TASK TO COMPLETE → Beginning at the line that contains "Task: point out every instance of the red and" and ending at the last line of the entries, write out each line exactly; include nothing outside that span.

### DATA LINES

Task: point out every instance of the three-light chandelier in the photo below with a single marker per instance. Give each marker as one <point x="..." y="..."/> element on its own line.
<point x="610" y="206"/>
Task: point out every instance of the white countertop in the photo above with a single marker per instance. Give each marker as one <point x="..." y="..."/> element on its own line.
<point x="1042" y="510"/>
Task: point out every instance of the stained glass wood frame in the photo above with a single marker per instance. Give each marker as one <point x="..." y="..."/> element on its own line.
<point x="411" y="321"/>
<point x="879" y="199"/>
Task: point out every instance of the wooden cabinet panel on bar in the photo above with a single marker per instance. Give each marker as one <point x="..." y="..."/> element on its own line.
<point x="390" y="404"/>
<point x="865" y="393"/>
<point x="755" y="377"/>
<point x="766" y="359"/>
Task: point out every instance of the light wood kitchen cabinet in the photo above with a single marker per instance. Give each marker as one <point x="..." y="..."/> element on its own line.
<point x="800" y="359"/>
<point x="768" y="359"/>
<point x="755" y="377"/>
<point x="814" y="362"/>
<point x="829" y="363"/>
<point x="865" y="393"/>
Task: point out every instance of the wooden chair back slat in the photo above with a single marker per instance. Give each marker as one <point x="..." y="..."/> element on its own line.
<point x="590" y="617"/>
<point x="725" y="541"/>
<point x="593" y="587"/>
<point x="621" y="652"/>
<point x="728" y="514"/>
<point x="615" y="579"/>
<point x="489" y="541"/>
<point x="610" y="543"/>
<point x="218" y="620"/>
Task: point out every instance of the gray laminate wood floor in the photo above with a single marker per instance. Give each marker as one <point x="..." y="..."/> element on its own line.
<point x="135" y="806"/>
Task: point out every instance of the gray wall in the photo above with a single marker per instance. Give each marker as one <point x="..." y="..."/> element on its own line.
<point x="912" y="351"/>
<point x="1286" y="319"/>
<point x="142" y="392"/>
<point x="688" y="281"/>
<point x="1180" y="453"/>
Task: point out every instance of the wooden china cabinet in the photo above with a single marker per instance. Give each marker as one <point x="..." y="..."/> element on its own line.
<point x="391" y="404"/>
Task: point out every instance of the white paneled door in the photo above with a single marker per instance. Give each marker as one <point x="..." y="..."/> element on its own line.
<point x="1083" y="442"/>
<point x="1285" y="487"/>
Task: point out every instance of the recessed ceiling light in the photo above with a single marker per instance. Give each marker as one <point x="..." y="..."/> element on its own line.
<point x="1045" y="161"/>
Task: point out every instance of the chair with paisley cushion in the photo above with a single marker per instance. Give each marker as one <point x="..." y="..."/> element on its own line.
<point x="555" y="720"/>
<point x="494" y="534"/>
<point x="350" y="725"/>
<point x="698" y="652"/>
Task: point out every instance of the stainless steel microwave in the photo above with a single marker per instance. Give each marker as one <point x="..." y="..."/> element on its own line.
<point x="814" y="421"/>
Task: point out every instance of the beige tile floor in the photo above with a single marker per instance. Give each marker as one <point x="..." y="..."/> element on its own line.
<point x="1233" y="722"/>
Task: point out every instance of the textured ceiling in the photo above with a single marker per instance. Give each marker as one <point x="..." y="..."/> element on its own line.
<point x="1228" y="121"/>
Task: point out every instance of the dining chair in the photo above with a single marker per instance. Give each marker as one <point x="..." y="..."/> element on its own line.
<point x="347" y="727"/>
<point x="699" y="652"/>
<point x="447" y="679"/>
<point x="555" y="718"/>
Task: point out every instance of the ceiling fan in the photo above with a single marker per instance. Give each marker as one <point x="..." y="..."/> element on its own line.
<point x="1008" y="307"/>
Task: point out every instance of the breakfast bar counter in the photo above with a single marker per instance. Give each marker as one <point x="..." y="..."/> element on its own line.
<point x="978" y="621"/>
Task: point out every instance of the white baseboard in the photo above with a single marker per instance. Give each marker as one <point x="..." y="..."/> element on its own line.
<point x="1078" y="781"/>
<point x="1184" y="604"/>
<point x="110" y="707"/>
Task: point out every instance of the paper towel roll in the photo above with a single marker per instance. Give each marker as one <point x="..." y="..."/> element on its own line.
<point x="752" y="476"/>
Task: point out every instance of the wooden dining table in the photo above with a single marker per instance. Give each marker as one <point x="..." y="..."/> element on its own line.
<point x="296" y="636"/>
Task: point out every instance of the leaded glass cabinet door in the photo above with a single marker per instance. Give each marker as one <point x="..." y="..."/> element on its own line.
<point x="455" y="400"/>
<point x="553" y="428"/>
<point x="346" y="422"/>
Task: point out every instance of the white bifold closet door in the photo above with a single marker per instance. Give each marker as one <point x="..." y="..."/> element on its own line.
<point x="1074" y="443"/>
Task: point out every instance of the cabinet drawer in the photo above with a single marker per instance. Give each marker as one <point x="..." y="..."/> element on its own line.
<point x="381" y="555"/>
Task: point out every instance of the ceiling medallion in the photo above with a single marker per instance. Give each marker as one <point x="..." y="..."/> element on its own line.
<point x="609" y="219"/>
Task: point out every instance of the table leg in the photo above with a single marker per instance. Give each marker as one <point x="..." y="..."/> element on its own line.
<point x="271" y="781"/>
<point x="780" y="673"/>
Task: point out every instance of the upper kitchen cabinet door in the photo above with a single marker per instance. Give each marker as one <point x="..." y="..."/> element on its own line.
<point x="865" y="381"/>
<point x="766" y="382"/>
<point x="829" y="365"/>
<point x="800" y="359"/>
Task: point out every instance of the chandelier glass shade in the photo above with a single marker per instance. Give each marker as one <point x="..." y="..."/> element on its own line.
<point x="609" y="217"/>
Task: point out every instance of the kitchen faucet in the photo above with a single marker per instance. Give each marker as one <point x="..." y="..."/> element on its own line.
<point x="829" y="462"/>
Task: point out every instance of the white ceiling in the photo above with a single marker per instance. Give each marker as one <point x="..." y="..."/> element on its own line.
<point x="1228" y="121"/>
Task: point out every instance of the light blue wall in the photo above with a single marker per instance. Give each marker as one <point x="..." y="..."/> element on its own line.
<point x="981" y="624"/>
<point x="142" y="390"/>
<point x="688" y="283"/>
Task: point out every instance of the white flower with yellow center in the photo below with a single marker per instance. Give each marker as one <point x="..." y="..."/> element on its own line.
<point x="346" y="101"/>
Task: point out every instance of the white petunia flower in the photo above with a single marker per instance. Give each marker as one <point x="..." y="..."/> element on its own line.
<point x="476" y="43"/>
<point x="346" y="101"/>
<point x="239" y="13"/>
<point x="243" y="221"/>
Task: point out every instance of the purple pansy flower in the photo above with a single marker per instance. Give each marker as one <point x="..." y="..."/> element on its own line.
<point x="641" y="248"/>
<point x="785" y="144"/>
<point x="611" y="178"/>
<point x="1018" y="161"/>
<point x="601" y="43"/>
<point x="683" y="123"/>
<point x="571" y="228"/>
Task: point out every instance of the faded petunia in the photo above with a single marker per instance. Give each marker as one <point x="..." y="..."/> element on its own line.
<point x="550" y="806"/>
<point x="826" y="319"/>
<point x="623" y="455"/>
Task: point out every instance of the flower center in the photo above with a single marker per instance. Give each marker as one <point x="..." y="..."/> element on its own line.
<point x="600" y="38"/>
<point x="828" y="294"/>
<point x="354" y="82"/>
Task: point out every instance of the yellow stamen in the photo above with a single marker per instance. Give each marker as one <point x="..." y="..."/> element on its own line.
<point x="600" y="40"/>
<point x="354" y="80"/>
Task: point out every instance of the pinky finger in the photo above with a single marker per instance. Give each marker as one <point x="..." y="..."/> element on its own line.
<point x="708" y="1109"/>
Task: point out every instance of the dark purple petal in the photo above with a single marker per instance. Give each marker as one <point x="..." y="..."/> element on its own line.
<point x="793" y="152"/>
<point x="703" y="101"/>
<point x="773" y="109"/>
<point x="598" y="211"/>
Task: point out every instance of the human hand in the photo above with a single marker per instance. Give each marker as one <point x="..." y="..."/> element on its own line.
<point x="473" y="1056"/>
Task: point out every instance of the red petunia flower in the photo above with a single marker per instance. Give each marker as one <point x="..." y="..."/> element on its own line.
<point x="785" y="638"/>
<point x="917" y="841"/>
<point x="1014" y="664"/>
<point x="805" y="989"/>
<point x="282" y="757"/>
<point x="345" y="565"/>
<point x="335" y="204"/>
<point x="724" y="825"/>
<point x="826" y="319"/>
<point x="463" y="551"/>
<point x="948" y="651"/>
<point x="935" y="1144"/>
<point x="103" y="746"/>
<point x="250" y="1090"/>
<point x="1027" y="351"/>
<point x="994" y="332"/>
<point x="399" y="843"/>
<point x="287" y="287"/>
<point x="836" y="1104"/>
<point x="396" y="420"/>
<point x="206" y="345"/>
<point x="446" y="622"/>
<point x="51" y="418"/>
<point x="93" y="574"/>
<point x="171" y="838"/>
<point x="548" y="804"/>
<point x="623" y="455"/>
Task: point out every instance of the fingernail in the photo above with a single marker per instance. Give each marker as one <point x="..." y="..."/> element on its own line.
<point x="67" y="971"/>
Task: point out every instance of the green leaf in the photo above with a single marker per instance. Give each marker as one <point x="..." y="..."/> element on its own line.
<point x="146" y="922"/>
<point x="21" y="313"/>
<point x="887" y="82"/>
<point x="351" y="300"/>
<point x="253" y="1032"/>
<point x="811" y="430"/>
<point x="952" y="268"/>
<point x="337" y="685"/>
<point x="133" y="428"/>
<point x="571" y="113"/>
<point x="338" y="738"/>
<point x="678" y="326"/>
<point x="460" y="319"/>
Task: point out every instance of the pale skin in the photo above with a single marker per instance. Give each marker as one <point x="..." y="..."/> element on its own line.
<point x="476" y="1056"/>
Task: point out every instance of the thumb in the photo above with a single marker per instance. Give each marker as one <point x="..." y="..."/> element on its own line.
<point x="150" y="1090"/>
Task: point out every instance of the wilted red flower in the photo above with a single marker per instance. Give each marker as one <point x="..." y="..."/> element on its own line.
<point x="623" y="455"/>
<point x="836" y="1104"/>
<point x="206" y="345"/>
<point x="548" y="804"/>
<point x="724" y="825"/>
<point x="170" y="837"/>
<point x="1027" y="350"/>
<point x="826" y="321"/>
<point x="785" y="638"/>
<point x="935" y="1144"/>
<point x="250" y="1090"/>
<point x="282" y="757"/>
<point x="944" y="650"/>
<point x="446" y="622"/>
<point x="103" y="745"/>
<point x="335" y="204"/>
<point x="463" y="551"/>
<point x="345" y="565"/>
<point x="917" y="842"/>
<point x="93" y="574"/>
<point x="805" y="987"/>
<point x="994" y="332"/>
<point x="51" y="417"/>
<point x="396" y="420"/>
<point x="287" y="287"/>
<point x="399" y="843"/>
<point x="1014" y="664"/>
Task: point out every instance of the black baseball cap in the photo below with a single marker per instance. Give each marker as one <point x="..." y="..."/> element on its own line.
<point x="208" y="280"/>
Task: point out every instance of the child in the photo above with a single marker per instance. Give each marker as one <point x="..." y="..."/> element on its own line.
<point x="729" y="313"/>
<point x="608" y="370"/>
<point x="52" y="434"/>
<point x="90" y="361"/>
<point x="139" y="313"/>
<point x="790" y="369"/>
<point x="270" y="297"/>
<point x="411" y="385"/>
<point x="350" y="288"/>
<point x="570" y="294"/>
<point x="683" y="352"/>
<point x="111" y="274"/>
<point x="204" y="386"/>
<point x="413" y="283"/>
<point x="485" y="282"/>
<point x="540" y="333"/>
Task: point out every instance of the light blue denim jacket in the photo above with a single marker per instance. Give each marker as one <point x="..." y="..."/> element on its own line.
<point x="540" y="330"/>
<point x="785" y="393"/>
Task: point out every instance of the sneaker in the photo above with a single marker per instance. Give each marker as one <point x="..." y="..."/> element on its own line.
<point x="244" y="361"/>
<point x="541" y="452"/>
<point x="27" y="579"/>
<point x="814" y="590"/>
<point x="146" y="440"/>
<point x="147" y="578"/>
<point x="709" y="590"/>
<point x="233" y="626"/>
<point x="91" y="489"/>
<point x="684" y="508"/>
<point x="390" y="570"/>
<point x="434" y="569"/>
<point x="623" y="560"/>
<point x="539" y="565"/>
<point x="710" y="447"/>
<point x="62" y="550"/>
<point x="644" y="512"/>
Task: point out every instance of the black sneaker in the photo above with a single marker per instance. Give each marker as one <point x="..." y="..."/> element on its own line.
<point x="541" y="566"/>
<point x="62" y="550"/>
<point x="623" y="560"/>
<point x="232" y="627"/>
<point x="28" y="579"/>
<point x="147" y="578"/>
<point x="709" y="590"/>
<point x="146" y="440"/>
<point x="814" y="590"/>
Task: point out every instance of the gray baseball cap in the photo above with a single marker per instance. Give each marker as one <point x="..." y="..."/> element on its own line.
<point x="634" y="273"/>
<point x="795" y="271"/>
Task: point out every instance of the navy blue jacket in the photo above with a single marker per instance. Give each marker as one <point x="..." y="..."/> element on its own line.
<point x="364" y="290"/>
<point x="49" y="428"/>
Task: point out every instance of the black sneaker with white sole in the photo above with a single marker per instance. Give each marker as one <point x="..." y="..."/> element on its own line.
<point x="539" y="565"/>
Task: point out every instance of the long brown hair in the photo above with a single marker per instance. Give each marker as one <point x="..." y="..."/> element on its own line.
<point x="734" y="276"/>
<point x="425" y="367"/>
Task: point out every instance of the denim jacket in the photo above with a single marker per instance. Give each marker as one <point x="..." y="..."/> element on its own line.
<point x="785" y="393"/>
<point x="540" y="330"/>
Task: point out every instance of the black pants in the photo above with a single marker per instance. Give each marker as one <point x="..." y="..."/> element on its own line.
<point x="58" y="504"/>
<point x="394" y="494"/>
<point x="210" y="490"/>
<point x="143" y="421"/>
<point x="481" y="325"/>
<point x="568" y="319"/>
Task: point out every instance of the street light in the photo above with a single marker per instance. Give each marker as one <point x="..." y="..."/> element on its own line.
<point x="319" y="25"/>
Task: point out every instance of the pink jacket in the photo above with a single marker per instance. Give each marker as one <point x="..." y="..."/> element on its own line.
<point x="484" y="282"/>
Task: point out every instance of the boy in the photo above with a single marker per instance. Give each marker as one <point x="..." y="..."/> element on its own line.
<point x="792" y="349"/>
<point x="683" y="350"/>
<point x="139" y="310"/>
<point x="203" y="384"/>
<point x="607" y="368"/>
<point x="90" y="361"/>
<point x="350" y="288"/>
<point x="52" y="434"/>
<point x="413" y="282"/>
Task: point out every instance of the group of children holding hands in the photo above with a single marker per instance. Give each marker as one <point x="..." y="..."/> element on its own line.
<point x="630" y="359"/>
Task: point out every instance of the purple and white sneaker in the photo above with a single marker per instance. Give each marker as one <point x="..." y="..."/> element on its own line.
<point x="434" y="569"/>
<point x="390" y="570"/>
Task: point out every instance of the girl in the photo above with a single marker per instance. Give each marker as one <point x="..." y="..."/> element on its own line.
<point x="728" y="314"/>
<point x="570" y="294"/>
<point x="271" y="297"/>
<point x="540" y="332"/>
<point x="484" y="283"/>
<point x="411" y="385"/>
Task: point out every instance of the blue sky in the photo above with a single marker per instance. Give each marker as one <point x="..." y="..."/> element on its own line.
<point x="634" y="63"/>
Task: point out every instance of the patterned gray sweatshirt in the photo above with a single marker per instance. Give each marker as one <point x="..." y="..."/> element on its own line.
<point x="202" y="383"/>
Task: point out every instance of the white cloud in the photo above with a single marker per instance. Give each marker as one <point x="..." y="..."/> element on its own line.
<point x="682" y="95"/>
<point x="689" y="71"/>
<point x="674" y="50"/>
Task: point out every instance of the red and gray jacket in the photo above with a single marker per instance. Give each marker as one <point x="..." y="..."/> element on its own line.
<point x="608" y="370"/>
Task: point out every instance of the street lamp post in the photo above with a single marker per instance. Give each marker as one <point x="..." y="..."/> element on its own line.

######

CORRECT RESPONSE →
Task: point out every instance of the red and gray jacket in the photo above with a single marker per instance. Give each marker as one <point x="..." y="..."/> element on its own line.
<point x="608" y="370"/>
Task: point out every instance of the street lamp post in the photo above with a single marker per instance. Give each marker as one <point x="..." y="..."/> element on its own line.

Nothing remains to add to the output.